:: GIVEN PROBLEM ::
Convert the records below into a Markdown table with the columns "Row" and "Line", giving each non-blank line its own numbered row. Leave the pictures out of the table.

Records from a point labeling set:

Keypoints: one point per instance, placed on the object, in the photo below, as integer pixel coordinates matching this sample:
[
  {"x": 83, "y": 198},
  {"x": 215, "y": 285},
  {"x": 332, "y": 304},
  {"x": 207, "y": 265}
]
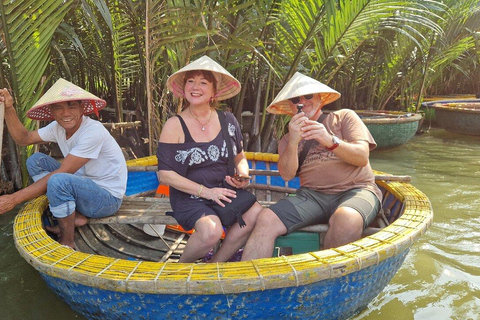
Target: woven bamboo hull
[
  {"x": 390, "y": 128},
  {"x": 463, "y": 118},
  {"x": 328, "y": 284},
  {"x": 328, "y": 299}
]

:: IN RESPONSE ::
| Row | Line |
|---|---|
| 1 | Keypoints: one point per instance, placed on the object, in the photo below, as integer pixel coordinates matching this sample: |
| 2 | [ |
| 3 |   {"x": 83, "y": 198}, |
| 4 |   {"x": 215, "y": 285}, |
| 5 |   {"x": 332, "y": 304}, |
| 6 |   {"x": 207, "y": 265} |
| 7 | ] |
| 8 | Target: woven bamboo hull |
| 9 | [ |
| 10 |   {"x": 390, "y": 128}, |
| 11 |   {"x": 463, "y": 118}, |
| 12 |   {"x": 328, "y": 284}, |
| 13 |   {"x": 328, "y": 299} |
| 14 | ] |